• Exercise brief:
Transcribe every record exactly as it appears.

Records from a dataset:
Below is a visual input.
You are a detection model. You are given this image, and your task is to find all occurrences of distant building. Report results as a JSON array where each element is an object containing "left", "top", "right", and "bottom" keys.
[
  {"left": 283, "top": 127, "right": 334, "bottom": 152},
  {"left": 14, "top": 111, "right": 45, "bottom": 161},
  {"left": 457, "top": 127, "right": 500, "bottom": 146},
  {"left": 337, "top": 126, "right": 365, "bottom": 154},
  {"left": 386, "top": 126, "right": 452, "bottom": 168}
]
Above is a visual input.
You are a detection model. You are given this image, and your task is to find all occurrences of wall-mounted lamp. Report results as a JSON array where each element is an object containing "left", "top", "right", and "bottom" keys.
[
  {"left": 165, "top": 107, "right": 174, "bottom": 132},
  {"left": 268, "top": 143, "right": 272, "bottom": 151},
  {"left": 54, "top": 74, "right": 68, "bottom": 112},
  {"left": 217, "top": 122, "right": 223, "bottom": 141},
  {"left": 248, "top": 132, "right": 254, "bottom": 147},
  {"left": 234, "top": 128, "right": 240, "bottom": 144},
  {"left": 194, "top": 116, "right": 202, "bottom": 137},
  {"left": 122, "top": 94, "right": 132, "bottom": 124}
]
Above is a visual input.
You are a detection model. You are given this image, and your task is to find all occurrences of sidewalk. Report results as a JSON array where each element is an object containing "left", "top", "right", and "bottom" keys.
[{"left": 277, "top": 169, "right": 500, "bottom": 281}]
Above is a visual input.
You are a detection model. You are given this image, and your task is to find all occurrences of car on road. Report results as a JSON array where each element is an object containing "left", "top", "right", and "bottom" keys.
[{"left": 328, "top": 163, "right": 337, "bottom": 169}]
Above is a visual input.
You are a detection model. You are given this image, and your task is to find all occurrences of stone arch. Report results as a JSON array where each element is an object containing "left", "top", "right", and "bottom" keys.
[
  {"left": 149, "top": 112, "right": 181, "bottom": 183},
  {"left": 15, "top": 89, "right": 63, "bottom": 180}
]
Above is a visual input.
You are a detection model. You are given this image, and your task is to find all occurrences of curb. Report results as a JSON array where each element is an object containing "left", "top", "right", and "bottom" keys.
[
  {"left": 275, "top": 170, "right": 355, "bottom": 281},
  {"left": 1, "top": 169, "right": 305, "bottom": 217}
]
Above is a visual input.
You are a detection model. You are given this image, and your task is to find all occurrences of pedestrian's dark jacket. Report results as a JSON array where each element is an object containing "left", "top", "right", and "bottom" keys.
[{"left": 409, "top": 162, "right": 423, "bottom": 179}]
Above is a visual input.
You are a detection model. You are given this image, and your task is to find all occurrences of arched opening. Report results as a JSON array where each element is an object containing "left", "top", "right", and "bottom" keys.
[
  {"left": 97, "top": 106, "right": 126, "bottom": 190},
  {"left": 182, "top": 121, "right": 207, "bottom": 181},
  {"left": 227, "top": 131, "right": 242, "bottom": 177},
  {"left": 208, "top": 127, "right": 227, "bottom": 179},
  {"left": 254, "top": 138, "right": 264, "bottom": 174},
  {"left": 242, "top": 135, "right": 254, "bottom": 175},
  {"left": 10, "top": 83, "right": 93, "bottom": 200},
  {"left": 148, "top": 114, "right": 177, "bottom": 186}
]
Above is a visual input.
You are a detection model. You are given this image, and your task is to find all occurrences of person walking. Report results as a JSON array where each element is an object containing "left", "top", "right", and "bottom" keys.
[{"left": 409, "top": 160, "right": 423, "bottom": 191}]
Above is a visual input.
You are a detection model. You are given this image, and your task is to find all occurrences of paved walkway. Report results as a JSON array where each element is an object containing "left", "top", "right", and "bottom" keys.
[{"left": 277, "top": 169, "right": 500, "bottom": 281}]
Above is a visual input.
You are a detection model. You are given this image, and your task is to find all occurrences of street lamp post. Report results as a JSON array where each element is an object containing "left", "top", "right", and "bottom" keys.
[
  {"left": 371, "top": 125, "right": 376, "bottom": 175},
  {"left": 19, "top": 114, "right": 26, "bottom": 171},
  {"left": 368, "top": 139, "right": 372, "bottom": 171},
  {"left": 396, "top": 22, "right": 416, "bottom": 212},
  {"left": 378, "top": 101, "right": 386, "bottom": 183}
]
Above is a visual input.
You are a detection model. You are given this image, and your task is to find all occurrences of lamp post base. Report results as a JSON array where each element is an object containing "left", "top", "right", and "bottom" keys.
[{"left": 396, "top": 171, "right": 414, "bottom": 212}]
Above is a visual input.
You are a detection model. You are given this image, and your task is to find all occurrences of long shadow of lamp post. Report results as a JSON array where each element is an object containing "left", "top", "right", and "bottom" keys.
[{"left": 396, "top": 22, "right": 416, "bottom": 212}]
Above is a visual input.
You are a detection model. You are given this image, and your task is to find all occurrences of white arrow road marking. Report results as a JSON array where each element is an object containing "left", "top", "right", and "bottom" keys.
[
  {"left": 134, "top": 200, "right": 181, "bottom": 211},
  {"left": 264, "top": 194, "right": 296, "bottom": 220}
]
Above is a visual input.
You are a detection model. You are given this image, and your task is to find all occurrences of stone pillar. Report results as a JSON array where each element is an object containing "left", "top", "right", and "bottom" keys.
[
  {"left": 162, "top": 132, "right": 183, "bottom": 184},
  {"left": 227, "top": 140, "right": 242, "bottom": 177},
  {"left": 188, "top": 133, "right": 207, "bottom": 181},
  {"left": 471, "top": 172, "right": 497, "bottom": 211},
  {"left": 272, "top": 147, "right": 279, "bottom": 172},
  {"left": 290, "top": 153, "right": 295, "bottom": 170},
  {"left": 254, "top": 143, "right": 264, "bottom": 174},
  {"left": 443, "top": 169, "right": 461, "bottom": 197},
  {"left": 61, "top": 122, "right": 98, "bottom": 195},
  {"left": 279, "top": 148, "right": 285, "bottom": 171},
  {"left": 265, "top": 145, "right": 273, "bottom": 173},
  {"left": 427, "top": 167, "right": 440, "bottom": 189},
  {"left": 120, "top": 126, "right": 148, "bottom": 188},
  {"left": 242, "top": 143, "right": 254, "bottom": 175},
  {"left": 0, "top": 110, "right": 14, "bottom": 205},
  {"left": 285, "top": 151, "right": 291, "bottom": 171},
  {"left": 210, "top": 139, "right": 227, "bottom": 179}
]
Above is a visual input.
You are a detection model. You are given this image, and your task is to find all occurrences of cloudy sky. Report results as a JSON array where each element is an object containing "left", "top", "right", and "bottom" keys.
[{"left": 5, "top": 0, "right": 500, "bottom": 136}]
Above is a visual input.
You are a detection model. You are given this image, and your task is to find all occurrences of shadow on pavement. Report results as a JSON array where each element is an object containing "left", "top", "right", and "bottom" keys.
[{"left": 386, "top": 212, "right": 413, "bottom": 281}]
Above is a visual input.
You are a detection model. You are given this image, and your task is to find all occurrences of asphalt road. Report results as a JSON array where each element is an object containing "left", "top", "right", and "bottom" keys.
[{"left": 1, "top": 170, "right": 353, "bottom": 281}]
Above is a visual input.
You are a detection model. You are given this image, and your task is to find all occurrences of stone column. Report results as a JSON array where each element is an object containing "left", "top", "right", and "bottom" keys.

• Answer section:
Below is a visual input.
You are a detection model. You are given this image, and your task is to find all occurrences of distant building. Report results as a JSON array where each element is an object containing "left", "top", "right", and "bottom" keys.
[
  {"left": 283, "top": 127, "right": 334, "bottom": 152},
  {"left": 14, "top": 111, "right": 45, "bottom": 161},
  {"left": 457, "top": 127, "right": 500, "bottom": 146},
  {"left": 337, "top": 126, "right": 365, "bottom": 154},
  {"left": 386, "top": 126, "right": 452, "bottom": 168}
]
Above is a visual input.
You are a detection model. You are given this image, and your task is to find all occurrences of wall-mounted lamp. Report results as a JSON array where each element is an object containing "left", "top", "right", and "bottom" keys.
[
  {"left": 165, "top": 107, "right": 174, "bottom": 132},
  {"left": 268, "top": 143, "right": 272, "bottom": 151},
  {"left": 54, "top": 74, "right": 68, "bottom": 112},
  {"left": 217, "top": 122, "right": 223, "bottom": 141},
  {"left": 248, "top": 132, "right": 254, "bottom": 147},
  {"left": 234, "top": 128, "right": 240, "bottom": 144},
  {"left": 194, "top": 116, "right": 202, "bottom": 137},
  {"left": 122, "top": 94, "right": 132, "bottom": 124}
]
Above is a visual input.
You are a detection model. You are given this image, and your task is to find all occurrences of sidewalk. Report results as a JSON array where each element is an object containing "left", "top", "right", and "bottom" keys.
[{"left": 277, "top": 169, "right": 500, "bottom": 281}]
Above is a visual input.
You are a detection model. You are given this image, and your task is to find all occurrences of car on road. Report results as a JSON array where each element is an object containing "left", "top", "right", and "bottom" keys.
[{"left": 328, "top": 163, "right": 337, "bottom": 169}]
Above is a visual input.
You are a detection model. You are given this image, and your task is to find all occurrences of stone arch. Report results as a JSON array where each element is an object containing "left", "top", "right", and "bottom" keys.
[
  {"left": 149, "top": 112, "right": 181, "bottom": 183},
  {"left": 15, "top": 89, "right": 63, "bottom": 180}
]
Above is a visual input.
You are a detection model. You are given this image, and your task is to find all occurrences of curb. Report results as a JSON array where each element is an object containing "left", "top", "right", and "bottom" keys.
[
  {"left": 275, "top": 170, "right": 355, "bottom": 281},
  {"left": 1, "top": 169, "right": 305, "bottom": 217}
]
Above is a visual input.
You are a detection model. You are given this image, and your task is to find all occurrences of pedestrian's dark jacket. Report results as a JSON array where each element is an object containing "left", "top", "right", and "bottom" keys.
[{"left": 409, "top": 162, "right": 423, "bottom": 179}]
Above is a visual input.
You are a detection model. You are given this image, and your task is to find all occurrences of arched opening. Report results as a JSON array where each element is an object containing "left", "top", "right", and "bottom" keys.
[
  {"left": 97, "top": 106, "right": 126, "bottom": 190},
  {"left": 182, "top": 121, "right": 207, "bottom": 181},
  {"left": 227, "top": 131, "right": 242, "bottom": 177},
  {"left": 208, "top": 127, "right": 227, "bottom": 179},
  {"left": 254, "top": 138, "right": 264, "bottom": 174},
  {"left": 242, "top": 135, "right": 254, "bottom": 175},
  {"left": 10, "top": 83, "right": 93, "bottom": 200},
  {"left": 148, "top": 114, "right": 177, "bottom": 186}
]
Above is a visual input.
You are a detection model. You are given this image, and your task is to find all occurrences of person walking. Report results as a JSON array where each element is an object containing "left", "top", "right", and "bottom" keys.
[{"left": 409, "top": 160, "right": 423, "bottom": 191}]
Above is a visual input.
You are a detection model. You are given this image, and your task is to find all occurrences of paved walkway. Report results as a JSON array where each element is an object containing "left", "top", "right", and "bottom" keys.
[{"left": 277, "top": 169, "right": 500, "bottom": 281}]
Above is a visual input.
You are a detection model. You are given this image, and your task is to find all occurrences of street lamp post. Report results as a JSON array where each element is an object containing "left", "top", "right", and "bottom" keys.
[
  {"left": 371, "top": 125, "right": 376, "bottom": 175},
  {"left": 19, "top": 114, "right": 26, "bottom": 171},
  {"left": 368, "top": 139, "right": 372, "bottom": 171},
  {"left": 396, "top": 22, "right": 416, "bottom": 212},
  {"left": 378, "top": 101, "right": 386, "bottom": 183}
]
Above is a visual input.
You are a detection model. You are given this image, and your task is to find all occurrences of lamp post base. Report results as a JSON array where each element is an object containing "left", "top", "right", and "bottom" keys.
[{"left": 396, "top": 171, "right": 414, "bottom": 212}]
Above is a visual input.
You are a detection model. You are given this image, and your task is to find all occurrences of long shadow of lamp post. Report results as a JSON array where each element is an object containing "left", "top", "right", and "bottom" keys.
[{"left": 396, "top": 22, "right": 416, "bottom": 212}]
Above is a visual input.
You are a detection model. You are given this image, and your task is to find all occurrences of white arrow road marking. Report results as a JSON array where each element is an object containing "left", "top", "right", and "bottom" keys.
[
  {"left": 134, "top": 200, "right": 181, "bottom": 211},
  {"left": 264, "top": 194, "right": 296, "bottom": 220}
]
Above is a visual input.
You are a detection model. You are given this image, and your task is to find all occurrences of stone pillar. Report results as a JSON array where each element is an object containing "left", "top", "right", and "bottom" keys.
[
  {"left": 162, "top": 132, "right": 183, "bottom": 184},
  {"left": 227, "top": 140, "right": 242, "bottom": 177},
  {"left": 188, "top": 133, "right": 207, "bottom": 181},
  {"left": 471, "top": 172, "right": 497, "bottom": 211},
  {"left": 272, "top": 147, "right": 279, "bottom": 172},
  {"left": 290, "top": 153, "right": 295, "bottom": 170},
  {"left": 254, "top": 143, "right": 264, "bottom": 174},
  {"left": 443, "top": 169, "right": 461, "bottom": 197},
  {"left": 61, "top": 122, "right": 98, "bottom": 195},
  {"left": 279, "top": 148, "right": 285, "bottom": 171},
  {"left": 265, "top": 145, "right": 273, "bottom": 173},
  {"left": 427, "top": 167, "right": 440, "bottom": 189},
  {"left": 120, "top": 126, "right": 148, "bottom": 188},
  {"left": 242, "top": 143, "right": 254, "bottom": 175},
  {"left": 0, "top": 110, "right": 14, "bottom": 205},
  {"left": 285, "top": 151, "right": 291, "bottom": 171},
  {"left": 210, "top": 139, "right": 227, "bottom": 179}
]
Above is a visual input.
You are a detection model. You are given this image, and your task is to find all occurrences of cloudy sky. Report results as a JSON array where each element is an object containing "left", "top", "right", and "bottom" keys.
[{"left": 5, "top": 0, "right": 500, "bottom": 136}]
Above is a visual input.
You are a detection model. You are given this image, and your task is to find all occurrences of shadow on pavement. Report results as a JSON array where each element is an object containing "left", "top", "right", and "bottom" keys.
[{"left": 386, "top": 212, "right": 413, "bottom": 281}]
Above is a visual input.
You are a detection model. You are given this image, and your task is to find all occurrences of asphalt road. Report results as a JSON array where each element is an object containing "left", "top", "right", and "bottom" keys.
[{"left": 1, "top": 170, "right": 353, "bottom": 281}]
Above is a visual input.
You are a detection model. You are given this image, and your task is to find all occurrences of stone column. Report results as a JSON array where each element is an object containing "left", "top", "right", and "bottom" keys.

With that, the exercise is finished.